Short problem
Convert every line of the items below into a JSON list of strings, with one string per line and no blank lines. Exclude the pictures from the output.

Dataset items
⟨
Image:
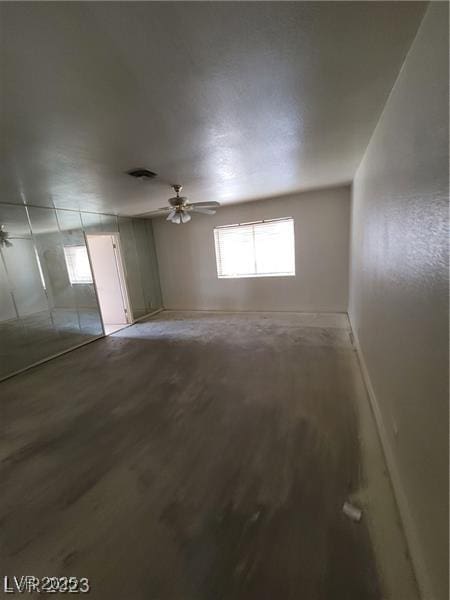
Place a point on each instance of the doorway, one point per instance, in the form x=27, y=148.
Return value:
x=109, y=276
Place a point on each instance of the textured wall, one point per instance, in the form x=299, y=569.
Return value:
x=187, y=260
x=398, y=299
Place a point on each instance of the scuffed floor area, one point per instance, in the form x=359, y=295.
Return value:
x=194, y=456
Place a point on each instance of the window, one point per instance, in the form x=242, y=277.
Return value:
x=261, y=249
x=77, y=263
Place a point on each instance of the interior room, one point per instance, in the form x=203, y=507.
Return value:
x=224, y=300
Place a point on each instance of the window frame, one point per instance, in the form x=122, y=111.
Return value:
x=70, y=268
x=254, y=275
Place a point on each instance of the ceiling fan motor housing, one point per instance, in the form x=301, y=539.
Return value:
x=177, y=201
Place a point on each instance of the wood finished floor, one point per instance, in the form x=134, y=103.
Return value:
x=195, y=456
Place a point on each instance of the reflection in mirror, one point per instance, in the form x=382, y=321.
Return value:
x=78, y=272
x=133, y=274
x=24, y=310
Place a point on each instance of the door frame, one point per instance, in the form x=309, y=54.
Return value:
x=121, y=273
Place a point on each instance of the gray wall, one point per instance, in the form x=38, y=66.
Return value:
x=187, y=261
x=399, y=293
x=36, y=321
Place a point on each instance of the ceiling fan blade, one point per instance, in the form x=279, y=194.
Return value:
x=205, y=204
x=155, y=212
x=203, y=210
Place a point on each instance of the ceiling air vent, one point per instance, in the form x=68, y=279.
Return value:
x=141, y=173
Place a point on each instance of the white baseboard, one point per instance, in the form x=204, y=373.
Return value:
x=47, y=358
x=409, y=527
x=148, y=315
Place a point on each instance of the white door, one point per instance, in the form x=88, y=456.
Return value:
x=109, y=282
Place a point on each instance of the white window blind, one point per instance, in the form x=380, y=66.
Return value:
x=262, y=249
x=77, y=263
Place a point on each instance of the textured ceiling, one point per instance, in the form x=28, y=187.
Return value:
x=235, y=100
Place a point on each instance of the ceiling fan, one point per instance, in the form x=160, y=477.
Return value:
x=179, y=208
⟩
Answer below
[
  "Image:",
  "Place a point on each instance of the doorway, one point per instance, in the form x=27, y=148.",
  "Return value:",
  "x=109, y=276",
  "Place a point on each instance of the textured wall, one point per instance, in the form x=299, y=569.",
  "Return value:",
  "x=187, y=260",
  "x=398, y=299",
  "Place a point on each instance of the scuffed floor area, one point per instance, in the form x=359, y=295.",
  "Return value:",
  "x=194, y=456",
  "Place a point on each instance of the window, one point per instance, in the form x=242, y=277.",
  "Return value:",
  "x=261, y=249",
  "x=77, y=263",
  "Place a point on each instance of the interior room, one point per instance, in the form x=203, y=507.",
  "Return value:",
  "x=224, y=300",
  "Place a point on each instance of the window frame, one point per instance, in the form x=122, y=111.",
  "Return value:",
  "x=70, y=268",
  "x=254, y=275",
  "Place a point on each instance of the ceiling fan motor housing, one point per instance, in the form x=301, y=539.",
  "Return value:",
  "x=177, y=201",
  "Place a point on each instance of the wood finished floor, one point per instance, in the form x=134, y=103.",
  "Return value:",
  "x=195, y=456",
  "Place a point on each instance of the reflection in mirror, one point per instance, in the form x=382, y=321.",
  "Return value:",
  "x=78, y=272",
  "x=133, y=274",
  "x=24, y=310",
  "Place a point on each instance of the door frame, one point per instance, in the form x=309, y=54.",
  "Return value:",
  "x=121, y=273",
  "Place a point on each instance of the gray wall, one point per instance, in the form x=38, y=66.",
  "Return value:",
  "x=187, y=261",
  "x=399, y=293",
  "x=36, y=321",
  "Place a point on each instance of the ceiling fan blade, one point per instance, in the form x=279, y=194.",
  "Return value:",
  "x=205, y=204",
  "x=155, y=212",
  "x=203, y=210",
  "Place a point on each instance of the ceiling air vent, one point per instance, in the form x=68, y=279.",
  "Return value:",
  "x=141, y=173",
  "Place a point on each instance of the white baseboard, one point per instance, in the form x=204, y=373.",
  "Return value:",
  "x=47, y=358",
  "x=409, y=527",
  "x=148, y=315",
  "Place a point on each instance of the white door, one point per instance, in the form x=88, y=456.",
  "Return value:",
  "x=109, y=282",
  "Place a point on each instance of the white window blind, one point per instance, in the form x=380, y=66.",
  "Return value:",
  "x=262, y=249",
  "x=77, y=263",
  "Place a point on each instance of the textured ceiling, one point per instance, in the form x=28, y=187.",
  "Return value:",
  "x=235, y=100",
  "Place a point on each instance of the ceiling fan, one point per instance, in the form x=160, y=477.",
  "Return value:",
  "x=179, y=208"
]